Could you give back the rows starting at the line with "One point belongs to each instance of the woman's left" and ending at the line with "[[498, 146]]", switching "bracelet" to "bangle" and leaving everything else unchanged?

★ ★ ★ ★ ★ ★ ★

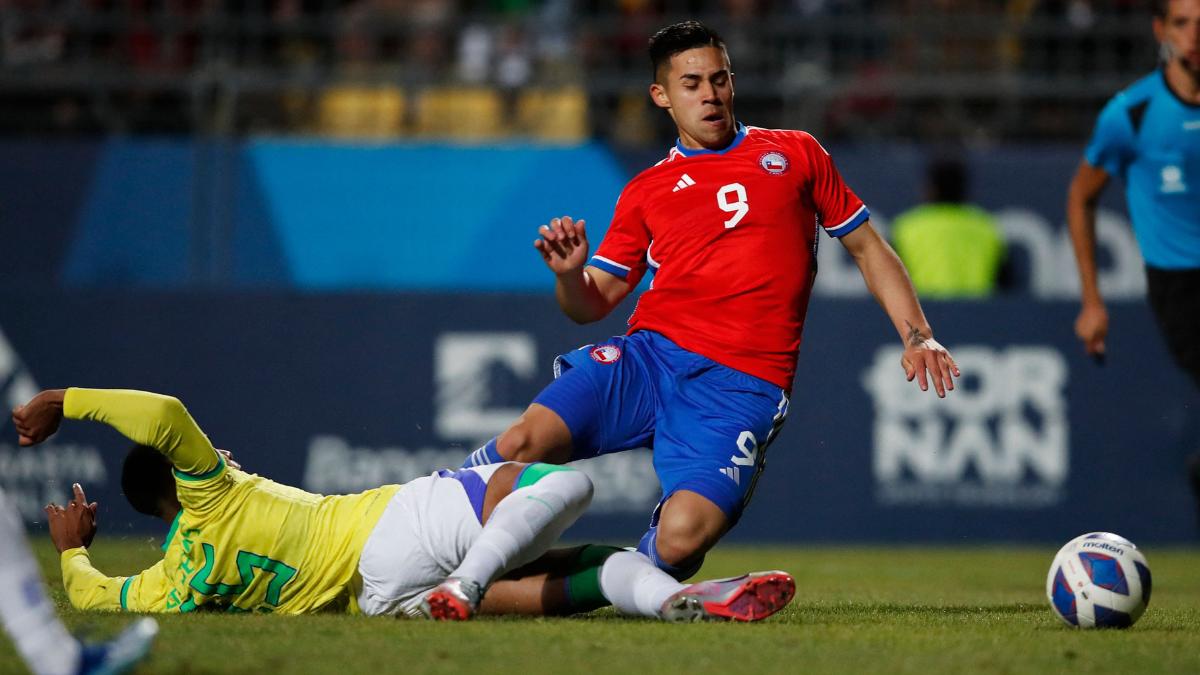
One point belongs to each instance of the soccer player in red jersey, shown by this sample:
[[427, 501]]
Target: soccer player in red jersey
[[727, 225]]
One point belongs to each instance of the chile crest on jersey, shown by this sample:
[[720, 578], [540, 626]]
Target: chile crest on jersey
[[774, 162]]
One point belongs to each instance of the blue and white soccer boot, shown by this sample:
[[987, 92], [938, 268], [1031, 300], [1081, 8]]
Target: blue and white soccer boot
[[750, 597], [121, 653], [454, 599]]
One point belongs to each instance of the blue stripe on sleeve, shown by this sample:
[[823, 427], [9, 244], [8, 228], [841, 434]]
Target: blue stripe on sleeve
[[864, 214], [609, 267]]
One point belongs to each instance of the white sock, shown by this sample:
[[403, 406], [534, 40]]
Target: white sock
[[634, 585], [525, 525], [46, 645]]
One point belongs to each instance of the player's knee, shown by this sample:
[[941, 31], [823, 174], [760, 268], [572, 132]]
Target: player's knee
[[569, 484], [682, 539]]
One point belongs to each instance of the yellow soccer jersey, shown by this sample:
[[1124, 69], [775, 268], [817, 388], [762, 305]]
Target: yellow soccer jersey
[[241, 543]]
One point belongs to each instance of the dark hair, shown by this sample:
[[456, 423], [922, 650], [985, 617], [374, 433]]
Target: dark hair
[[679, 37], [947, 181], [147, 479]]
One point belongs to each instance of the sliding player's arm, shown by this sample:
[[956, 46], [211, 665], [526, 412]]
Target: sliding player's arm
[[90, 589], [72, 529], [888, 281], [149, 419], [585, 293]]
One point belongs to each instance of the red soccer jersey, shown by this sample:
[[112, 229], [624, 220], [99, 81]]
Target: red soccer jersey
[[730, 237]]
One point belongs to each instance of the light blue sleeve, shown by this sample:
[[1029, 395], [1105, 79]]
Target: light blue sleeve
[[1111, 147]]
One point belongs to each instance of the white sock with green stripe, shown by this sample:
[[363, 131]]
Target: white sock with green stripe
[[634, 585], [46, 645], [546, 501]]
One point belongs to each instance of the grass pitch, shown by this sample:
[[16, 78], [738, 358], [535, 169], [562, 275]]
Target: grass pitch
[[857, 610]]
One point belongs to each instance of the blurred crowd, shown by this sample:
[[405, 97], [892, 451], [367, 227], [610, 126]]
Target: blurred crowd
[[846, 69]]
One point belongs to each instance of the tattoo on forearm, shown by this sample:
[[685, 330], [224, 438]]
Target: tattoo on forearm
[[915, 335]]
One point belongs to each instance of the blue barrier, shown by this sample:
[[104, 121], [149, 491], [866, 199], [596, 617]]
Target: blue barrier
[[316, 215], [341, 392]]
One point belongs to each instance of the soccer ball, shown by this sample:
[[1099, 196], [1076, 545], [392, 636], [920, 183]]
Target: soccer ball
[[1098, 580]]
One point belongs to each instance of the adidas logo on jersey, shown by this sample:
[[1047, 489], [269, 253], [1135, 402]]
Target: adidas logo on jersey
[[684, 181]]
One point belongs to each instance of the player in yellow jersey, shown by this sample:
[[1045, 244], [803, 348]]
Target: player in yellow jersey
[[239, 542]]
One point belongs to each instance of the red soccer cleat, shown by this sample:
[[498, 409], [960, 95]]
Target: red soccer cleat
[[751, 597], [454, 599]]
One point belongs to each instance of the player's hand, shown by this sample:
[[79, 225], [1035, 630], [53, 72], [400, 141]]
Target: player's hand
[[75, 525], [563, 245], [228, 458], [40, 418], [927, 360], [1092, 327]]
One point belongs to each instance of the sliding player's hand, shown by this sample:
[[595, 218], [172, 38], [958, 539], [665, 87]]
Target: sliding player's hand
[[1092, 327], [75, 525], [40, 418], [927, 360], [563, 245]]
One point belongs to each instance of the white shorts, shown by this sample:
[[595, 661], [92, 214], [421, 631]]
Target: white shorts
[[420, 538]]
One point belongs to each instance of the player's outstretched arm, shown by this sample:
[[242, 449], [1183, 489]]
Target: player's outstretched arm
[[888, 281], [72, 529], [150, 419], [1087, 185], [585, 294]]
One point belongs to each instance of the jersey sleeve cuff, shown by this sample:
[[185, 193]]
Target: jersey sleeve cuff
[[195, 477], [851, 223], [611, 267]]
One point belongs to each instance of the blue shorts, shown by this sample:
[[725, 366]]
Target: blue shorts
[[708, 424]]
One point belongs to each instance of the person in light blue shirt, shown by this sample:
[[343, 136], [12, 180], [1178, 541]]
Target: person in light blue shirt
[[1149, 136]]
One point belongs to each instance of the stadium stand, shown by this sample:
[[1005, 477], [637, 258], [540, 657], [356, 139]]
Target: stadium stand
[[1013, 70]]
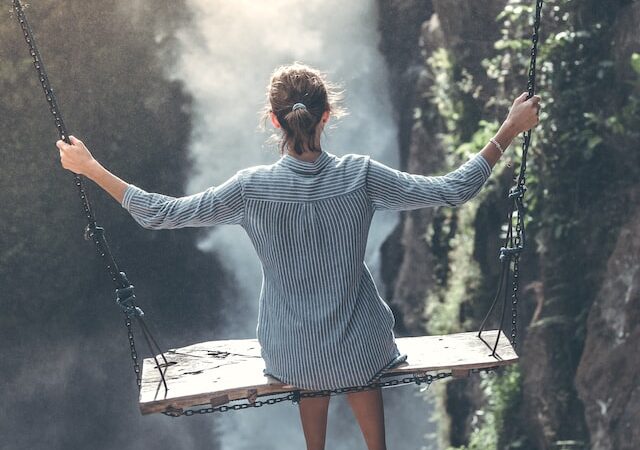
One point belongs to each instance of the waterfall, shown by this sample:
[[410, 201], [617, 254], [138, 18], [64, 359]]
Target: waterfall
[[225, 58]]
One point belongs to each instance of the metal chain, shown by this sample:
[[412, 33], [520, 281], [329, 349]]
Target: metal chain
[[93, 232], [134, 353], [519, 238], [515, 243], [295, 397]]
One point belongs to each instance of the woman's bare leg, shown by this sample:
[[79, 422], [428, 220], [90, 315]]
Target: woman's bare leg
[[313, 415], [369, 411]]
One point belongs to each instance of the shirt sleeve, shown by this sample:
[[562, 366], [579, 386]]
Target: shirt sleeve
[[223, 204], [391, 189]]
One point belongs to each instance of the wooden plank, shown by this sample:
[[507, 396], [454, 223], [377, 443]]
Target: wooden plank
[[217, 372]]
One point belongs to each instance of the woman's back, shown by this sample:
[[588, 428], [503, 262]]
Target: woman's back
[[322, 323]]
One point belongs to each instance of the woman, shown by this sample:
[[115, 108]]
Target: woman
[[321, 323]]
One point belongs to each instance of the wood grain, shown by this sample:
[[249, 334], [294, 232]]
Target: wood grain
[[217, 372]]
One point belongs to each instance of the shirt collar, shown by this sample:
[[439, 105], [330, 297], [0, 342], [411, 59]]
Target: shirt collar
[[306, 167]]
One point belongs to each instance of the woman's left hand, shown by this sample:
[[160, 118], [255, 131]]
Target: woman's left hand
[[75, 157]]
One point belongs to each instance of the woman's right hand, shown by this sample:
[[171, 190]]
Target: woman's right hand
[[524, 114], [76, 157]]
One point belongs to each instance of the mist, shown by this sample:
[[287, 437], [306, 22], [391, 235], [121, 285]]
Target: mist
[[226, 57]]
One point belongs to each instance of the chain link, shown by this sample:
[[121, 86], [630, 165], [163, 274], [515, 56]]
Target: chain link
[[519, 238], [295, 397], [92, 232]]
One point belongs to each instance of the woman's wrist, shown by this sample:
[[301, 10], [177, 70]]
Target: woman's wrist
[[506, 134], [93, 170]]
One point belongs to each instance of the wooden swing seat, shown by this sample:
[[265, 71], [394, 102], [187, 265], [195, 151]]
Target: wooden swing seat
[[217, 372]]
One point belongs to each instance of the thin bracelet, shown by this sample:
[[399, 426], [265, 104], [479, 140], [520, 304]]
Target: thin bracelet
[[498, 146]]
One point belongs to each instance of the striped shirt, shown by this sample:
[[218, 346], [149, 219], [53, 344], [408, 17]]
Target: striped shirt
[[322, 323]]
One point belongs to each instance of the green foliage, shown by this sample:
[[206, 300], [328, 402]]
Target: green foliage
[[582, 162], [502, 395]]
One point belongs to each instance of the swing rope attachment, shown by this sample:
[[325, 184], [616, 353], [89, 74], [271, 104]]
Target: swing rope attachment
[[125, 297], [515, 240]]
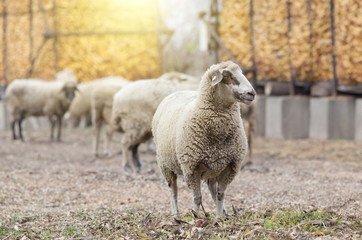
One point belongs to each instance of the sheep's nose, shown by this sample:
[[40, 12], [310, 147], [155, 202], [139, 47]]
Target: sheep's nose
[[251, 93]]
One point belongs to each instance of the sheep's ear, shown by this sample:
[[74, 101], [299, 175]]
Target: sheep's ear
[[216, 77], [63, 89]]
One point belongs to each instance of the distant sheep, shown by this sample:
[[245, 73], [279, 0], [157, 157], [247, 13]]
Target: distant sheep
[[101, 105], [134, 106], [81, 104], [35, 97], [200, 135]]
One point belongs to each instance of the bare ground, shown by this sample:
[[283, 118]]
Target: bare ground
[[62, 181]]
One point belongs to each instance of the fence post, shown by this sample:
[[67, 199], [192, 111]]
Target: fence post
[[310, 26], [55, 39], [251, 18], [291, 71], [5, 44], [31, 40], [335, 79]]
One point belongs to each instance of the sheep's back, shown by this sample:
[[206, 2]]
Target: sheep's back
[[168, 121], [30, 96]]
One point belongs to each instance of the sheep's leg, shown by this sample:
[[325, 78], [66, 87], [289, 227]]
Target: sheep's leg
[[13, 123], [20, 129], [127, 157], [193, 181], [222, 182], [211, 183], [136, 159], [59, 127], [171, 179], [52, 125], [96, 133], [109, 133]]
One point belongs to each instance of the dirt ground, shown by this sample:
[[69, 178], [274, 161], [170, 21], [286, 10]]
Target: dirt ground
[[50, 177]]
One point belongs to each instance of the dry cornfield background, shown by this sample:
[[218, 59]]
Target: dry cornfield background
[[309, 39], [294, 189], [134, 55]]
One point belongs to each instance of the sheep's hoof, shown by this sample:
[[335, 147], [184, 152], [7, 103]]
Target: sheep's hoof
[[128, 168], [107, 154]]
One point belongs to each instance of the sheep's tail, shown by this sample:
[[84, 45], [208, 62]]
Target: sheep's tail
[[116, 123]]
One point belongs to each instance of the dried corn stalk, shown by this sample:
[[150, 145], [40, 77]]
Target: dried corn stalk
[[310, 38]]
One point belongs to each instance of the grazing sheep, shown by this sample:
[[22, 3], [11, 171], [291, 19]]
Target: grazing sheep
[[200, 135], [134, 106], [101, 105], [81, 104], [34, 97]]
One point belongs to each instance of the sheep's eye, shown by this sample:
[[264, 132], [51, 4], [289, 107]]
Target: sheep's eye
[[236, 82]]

★ ★ ★ ★ ★ ★ ★

» Response to the exercise:
One point belongs to each instance of the woman's left hand, shown by this sample:
[[160, 118], [255, 131]]
Target: woman's left hand
[[75, 157]]
One point belongs to each instance of the woman's right hand, shown by this sample:
[[171, 190]]
Target: woman's right hand
[[524, 114], [76, 157]]
One point belongs to each instance of the mist, shown by this sample:
[[287, 437], [306, 22], [391, 235], [121, 285]]
Target: mist
[[226, 57]]
One point belongs to each instance of the chain link, shown by this sample:
[[121, 86], [630, 165], [163, 274], [515, 56]]
Target: chain link
[[519, 238], [295, 397], [92, 232]]
One point belongs to each instance of the woman's wrist, shown by this sample:
[[301, 10], [177, 70]]
Target: woman's wrist
[[506, 134], [93, 170]]
One point belongs to each instance of the wooden swing seat, shown by this sample:
[[265, 71], [394, 102], [187, 265], [195, 151]]
Target: wooden swing seat
[[217, 372]]
One point belongs to each instance of the thin bangle, shown by this sample:
[[399, 426], [265, 104], [479, 140], [520, 304]]
Target: thin bangle
[[498, 146]]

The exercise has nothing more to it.